BEGIN

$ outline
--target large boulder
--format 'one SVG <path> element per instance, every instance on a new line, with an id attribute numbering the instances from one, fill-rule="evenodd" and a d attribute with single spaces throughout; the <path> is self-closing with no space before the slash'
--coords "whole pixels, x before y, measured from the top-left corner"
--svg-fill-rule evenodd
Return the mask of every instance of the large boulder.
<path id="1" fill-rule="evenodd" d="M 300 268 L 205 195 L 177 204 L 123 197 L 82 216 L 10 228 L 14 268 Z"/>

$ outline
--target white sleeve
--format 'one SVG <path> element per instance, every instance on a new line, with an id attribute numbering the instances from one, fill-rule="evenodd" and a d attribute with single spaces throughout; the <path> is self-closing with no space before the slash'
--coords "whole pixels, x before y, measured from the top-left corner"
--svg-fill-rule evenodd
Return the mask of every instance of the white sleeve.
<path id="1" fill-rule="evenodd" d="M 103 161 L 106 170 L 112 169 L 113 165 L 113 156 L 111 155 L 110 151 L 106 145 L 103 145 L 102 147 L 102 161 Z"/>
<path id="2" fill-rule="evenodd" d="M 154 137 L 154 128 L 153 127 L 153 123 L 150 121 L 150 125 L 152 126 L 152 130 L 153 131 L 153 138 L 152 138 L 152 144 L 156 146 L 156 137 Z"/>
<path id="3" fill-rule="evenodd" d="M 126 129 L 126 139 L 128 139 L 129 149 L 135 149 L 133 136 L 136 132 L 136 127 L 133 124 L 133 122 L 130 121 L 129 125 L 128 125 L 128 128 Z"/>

END

* [Exercise goal]:
Reproduce the items from their first line through the line containing "300 268 L 205", inclusive.

* [Response]:
$ outline
--target large boulder
--format 'one SVG <path> element per instance, every instance on a new line, with an id attribute numbering the instances from one, fill-rule="evenodd" and a d attribute with single spaces throughout; the <path> is self-closing with no space before the slash'
--coords "whole pixels, x before y, measured from the top-left corner"
--svg-fill-rule evenodd
Return the mask of every instance of the large boulder.
<path id="1" fill-rule="evenodd" d="M 300 268 L 205 195 L 177 204 L 123 197 L 82 216 L 10 228 L 14 268 Z"/>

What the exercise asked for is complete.